PAGE TEXT:
# # # # # # #

Re: When should I use a dispatch table?
by GrandFather (Cardinal) on Nov 30, 2006 at 23:55 UTC

    I must admit that my eyes popped somewhat at "I have re-written your code to be much more efficient." in that node. However I was too busy to bother benchmarking it and the dispatch table is much cleaner than the original code in any case so I let it go.

    I'm glad to see that you've followed up with some actual testing and the result doesn't much surprise me. Another thing to consider is that if at the time of coding you know the likely hit rate for each of the tests, the chained if/elsif can be much more efficient by testing the most likely hits first. That is still nasty code to write, test and maintain compared with the dispatch table, but stooping to "assembly language" techniques has to be a win sometimes. :)


    DWIM is Perl's answer to Gödel
      GrandFather,
      I am not sure if you looked at the options of this benchmark generating code but I included the ability for testing likely hit rates.

      Cheers - L~R

        I admit to my shame that I didn't do more than glance at your code and missed that (let's blame pressure of work). However I really intended to suggest that an implementor of such code ought consider the effect of such an optimisation, rather than that you would be remiss in not accounting for it in your benchmark. Kudos for allowing for hit rate optimisation though!


        DWIM is Perl's answer to Gödel
Re: When should I use a dispatch table?
by chromatic (Archbishop) on Dec 01, 2006 at 00:02 UTC
    While the code reduction and maintainability is still an advantage, the performance boost may not be all it is cracked up to be.

    I summon chromatic's second rule of performance optimization: You're doing IO! That's almost always the slow part!

# # # # # # #

RECORD LIST:
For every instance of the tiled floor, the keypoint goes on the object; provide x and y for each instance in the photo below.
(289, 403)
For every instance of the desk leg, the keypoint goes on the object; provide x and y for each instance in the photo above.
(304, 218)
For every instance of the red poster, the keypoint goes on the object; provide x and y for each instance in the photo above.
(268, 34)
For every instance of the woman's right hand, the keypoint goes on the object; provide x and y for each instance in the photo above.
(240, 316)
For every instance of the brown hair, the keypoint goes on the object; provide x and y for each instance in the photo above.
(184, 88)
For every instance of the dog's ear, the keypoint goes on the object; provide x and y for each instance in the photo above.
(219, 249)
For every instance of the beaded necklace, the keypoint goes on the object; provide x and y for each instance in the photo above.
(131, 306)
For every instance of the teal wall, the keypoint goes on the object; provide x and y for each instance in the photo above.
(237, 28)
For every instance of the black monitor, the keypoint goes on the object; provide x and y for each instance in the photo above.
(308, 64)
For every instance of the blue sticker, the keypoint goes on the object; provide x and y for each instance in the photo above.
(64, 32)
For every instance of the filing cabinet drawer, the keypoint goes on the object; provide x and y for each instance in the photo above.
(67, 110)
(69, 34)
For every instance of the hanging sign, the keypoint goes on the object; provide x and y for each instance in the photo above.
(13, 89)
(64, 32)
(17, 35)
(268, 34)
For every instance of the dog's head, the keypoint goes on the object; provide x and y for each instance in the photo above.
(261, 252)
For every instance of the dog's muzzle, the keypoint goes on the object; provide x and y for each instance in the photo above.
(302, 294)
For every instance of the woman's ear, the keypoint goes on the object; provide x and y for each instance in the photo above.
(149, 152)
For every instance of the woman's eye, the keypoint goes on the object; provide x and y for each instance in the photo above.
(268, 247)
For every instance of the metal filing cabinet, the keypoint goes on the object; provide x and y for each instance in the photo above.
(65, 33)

# # # # # # #

SET OF TASKS:
(a) According to the dispatch table thread, what is chromatic's second rule of performance optimization?
(b) Gather every line of the listing that contains the word "cabinet".
The listing is unrelated to the dispatch table thread.

EXERCISE ANSWERS:
(a) You're doing IO, and that's almost always the slow part.

(b)
For every instance of the filing cabinet drawer, the keypoint goes on the object; provide x and y for each instance in the photo above.
For every instance of the metal filing cabinet, the keypoint goes on the object; provide x and y for each instance in the photo above.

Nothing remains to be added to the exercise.